Task objective: Put every line of the records below into a JSON list of strings, one string per line, leaving out blank lines.
## start Data listing
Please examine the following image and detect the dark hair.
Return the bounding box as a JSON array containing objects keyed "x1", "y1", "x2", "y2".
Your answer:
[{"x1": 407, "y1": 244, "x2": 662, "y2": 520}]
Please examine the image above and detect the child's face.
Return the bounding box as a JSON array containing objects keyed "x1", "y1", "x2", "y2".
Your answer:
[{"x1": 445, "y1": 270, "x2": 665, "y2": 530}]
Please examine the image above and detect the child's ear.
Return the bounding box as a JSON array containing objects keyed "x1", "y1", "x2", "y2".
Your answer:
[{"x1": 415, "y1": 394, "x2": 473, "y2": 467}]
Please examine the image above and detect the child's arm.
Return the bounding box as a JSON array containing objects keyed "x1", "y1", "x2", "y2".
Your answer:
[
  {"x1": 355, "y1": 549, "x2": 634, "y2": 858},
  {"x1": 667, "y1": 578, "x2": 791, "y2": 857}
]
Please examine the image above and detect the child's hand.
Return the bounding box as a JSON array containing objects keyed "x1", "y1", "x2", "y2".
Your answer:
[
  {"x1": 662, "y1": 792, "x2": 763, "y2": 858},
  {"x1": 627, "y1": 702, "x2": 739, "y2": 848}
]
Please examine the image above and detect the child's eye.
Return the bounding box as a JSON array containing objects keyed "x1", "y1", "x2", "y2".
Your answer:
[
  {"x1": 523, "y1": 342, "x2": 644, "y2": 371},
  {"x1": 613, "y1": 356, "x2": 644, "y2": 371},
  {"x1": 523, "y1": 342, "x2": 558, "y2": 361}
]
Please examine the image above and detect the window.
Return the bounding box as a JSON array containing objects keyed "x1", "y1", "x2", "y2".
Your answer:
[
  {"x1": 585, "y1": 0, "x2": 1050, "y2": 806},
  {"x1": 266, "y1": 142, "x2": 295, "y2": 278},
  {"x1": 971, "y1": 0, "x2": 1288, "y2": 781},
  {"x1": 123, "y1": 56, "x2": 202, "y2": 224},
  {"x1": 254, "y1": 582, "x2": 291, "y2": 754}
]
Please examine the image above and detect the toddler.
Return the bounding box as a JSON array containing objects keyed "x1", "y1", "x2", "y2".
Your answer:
## end Data listing
Correct output:
[
  "Please examine the following image and detect the dark hair.",
  "Return the bounding box as a JSON array containing objects keyed \"x1\", \"y1\", \"x2\", \"y2\".",
  "Your answer:",
  "[{\"x1\": 407, \"y1\": 244, \"x2\": 662, \"y2\": 520}]",
  "Please examine the image above and detect the child's face.",
  "Return the bounding box as a JSON array containing objects keyed \"x1\", \"y1\", \"x2\", \"y2\".",
  "Your answer:",
  "[{\"x1\": 445, \"y1\": 270, \"x2\": 665, \"y2\": 530}]",
  "Please examine the image above and detect the child's ear.",
  "Return the bounding box as a JSON array containing objects keyed \"x1\", \"y1\", \"x2\", \"y2\".",
  "Your answer:",
  "[{\"x1\": 415, \"y1\": 394, \"x2\": 473, \"y2\": 467}]",
  "Please examine the image above and detect the child's arm.",
  "Return the bounding box as a JSON array containing objects keyed \"x1\", \"y1\", \"x2\", \"y2\".",
  "Your answer:",
  "[",
  "  {\"x1\": 355, \"y1\": 549, \"x2\": 634, \"y2\": 858},",
  "  {\"x1\": 667, \"y1\": 578, \"x2\": 791, \"y2\": 857}",
  "]",
  "Please examine the image above and detect the child's hand.",
  "Return the bounding box as a JSON array containing objects keyed \"x1\", \"y1\", \"x2\", \"y2\".",
  "Your answer:",
  "[",
  "  {\"x1\": 662, \"y1\": 792, \"x2\": 763, \"y2\": 858},",
  "  {\"x1\": 627, \"y1\": 702, \"x2\": 739, \"y2\": 848}",
  "]",
  "Please examine the image above and detect the child's eye.",
  "Return the bounding box as a JSON array containing objects keyed \"x1\", \"y1\", \"x2\", \"y2\".",
  "Your answer:",
  "[",
  "  {\"x1\": 523, \"y1\": 342, \"x2\": 644, \"y2\": 371},",
  "  {\"x1\": 613, \"y1\": 356, \"x2\": 644, \"y2\": 371},",
  "  {\"x1\": 523, \"y1\": 342, \"x2\": 558, \"y2\": 361}",
  "]",
  "Please examine the image above and detect the window.",
  "Return the bounding box as a JSON array containing objects keyed \"x1\", \"y1\", \"x2\", \"y2\".",
  "Your answer:",
  "[",
  "  {\"x1\": 585, \"y1\": 0, \"x2\": 1050, \"y2\": 806},",
  "  {\"x1\": 266, \"y1\": 142, \"x2\": 295, \"y2\": 278},",
  "  {\"x1\": 971, \"y1\": 0, \"x2\": 1288, \"y2\": 781},",
  "  {\"x1\": 123, \"y1\": 56, \"x2\": 202, \"y2\": 224},",
  "  {\"x1\": 254, \"y1\": 582, \"x2\": 291, \"y2\": 754}",
  "]",
  "Please examine the image above and detect the toddler.",
  "Return the bounding box as a JSON array containing objects keyed \"x1\", \"y1\", \"x2\", \"y2\".",
  "Your answer:"
]